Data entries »
-=-=-=-=-

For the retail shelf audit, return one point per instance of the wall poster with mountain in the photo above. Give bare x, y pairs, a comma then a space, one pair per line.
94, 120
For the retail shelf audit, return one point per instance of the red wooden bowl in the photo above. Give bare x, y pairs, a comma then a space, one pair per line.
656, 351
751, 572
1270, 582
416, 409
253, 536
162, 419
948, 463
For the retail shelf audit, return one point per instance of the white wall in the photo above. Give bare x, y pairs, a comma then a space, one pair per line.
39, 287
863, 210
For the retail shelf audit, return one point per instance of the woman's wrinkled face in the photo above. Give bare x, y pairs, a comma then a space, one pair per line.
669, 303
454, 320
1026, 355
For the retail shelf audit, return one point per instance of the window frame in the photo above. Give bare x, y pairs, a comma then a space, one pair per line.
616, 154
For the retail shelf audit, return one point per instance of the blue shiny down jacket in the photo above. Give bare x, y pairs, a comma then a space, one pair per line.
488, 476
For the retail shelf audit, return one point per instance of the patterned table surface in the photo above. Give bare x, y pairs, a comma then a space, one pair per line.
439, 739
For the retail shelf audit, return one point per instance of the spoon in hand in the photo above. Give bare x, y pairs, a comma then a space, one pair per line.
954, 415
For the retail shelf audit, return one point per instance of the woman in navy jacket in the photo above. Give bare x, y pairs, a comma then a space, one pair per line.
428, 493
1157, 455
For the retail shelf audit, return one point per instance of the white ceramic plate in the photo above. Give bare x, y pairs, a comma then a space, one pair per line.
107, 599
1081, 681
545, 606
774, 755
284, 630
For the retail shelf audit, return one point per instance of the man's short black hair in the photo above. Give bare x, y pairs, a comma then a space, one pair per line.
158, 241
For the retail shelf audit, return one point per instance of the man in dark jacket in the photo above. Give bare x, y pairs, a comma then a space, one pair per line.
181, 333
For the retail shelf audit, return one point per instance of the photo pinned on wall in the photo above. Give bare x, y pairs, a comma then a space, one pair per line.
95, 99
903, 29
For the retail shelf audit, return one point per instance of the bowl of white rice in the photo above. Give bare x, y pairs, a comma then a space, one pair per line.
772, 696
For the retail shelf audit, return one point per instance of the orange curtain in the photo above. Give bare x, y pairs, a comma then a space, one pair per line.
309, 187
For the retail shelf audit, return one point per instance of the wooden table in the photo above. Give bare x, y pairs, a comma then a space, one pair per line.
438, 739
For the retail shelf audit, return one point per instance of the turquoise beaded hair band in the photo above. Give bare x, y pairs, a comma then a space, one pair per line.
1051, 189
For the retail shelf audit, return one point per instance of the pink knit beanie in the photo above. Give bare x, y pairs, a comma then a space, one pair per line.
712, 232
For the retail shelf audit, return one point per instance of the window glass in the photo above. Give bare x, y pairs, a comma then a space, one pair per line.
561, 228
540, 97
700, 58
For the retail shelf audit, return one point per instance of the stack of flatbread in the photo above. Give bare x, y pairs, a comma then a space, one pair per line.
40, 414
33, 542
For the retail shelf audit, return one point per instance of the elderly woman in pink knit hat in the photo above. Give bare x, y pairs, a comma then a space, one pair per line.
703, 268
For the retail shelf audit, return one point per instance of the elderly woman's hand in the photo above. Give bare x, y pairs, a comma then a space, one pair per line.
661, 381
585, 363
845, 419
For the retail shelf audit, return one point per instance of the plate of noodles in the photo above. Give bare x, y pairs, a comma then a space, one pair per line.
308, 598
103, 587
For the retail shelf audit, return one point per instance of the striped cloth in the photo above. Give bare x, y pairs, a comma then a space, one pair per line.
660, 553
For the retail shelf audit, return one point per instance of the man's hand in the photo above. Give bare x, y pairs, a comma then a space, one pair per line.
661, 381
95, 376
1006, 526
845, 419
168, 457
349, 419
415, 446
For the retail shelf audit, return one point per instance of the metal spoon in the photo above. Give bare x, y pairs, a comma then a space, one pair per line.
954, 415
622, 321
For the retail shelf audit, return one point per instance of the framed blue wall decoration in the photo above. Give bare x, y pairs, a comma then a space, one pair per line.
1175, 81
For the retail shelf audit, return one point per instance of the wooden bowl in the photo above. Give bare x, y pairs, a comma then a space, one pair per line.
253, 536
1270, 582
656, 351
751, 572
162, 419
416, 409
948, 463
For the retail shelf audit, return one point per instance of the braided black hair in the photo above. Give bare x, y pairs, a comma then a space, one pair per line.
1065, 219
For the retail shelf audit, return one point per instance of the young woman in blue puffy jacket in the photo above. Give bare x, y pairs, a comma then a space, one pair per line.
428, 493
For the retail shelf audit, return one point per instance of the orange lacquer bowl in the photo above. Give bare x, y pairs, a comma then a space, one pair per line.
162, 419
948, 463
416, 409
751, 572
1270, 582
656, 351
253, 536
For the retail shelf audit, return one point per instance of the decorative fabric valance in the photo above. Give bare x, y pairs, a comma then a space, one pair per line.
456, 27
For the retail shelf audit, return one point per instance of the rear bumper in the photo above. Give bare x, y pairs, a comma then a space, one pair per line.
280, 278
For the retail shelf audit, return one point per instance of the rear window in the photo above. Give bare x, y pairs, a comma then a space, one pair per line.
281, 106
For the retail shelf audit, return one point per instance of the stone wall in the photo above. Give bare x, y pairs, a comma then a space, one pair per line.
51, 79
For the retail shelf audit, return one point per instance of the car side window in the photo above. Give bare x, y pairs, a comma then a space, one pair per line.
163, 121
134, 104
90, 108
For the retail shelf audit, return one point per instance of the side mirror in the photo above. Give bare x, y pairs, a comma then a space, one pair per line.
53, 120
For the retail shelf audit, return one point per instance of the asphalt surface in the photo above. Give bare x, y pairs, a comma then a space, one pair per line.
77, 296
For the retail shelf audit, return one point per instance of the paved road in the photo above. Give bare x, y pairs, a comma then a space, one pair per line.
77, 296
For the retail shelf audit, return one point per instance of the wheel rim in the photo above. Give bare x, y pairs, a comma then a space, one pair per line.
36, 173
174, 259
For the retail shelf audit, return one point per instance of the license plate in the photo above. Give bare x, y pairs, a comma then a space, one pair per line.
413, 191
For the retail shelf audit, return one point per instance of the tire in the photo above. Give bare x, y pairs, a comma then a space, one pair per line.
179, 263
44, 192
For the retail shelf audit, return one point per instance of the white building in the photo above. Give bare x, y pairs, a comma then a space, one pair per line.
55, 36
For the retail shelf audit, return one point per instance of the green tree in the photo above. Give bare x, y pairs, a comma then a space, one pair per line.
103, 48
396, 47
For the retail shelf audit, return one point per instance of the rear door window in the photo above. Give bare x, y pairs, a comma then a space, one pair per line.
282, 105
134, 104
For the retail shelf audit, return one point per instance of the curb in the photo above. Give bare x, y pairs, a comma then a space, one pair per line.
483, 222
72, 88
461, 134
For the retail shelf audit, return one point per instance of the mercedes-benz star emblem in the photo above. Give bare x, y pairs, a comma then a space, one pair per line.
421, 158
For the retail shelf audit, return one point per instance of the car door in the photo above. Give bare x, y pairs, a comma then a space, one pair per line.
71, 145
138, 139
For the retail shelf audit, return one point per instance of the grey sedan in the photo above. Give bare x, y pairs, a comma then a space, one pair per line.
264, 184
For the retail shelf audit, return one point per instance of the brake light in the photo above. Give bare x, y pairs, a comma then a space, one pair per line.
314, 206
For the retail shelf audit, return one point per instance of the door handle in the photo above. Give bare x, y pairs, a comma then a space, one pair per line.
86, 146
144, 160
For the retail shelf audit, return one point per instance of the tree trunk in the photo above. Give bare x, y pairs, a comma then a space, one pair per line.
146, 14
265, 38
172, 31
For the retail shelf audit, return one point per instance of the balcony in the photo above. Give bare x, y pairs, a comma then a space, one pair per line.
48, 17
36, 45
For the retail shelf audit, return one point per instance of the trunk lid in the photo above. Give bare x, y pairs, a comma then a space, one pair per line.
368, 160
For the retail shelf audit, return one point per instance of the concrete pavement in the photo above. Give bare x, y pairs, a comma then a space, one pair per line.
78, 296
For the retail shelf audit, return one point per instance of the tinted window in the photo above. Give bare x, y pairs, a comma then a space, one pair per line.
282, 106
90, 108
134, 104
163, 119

-=-=-=-=-

Stated exercise » Return exactly the lines of the data, and only those, from the line with "of the door" through the last line, inclusive.

Expected answer »
For the retail shelf audit, return one point per instance of the door handle in the photo above. Give bare x, y pairs, a comma then a space, one pair per line.
86, 146
144, 160
For the retail shelf audit, return one point per instance of the tree trunk in the photo above. Give bare x, y pairs, a comma then a space, one pair per line.
146, 14
265, 38
172, 31
For the retail shelf audit, return one point per instance of the balcony in the photo above. Give bare x, y pairs, a comma then a space, one pair per line.
48, 17
36, 45
For the retail shelf audit, return one point per instance of the trunk lid in the photo above. Give bare x, y pairs, a comma then a space, one pair per line.
368, 160
For the retail shelf audit, return one point per instance of the concrete pavement in the photo above. Give bare x, y pairs, a comma then a space, one pair per line.
78, 296
For the retail shelf audit, return one point per instance of the tinted window in the photo above. Give bare x, y pairs, a comma then a space, one pair per line.
282, 106
90, 108
134, 104
163, 119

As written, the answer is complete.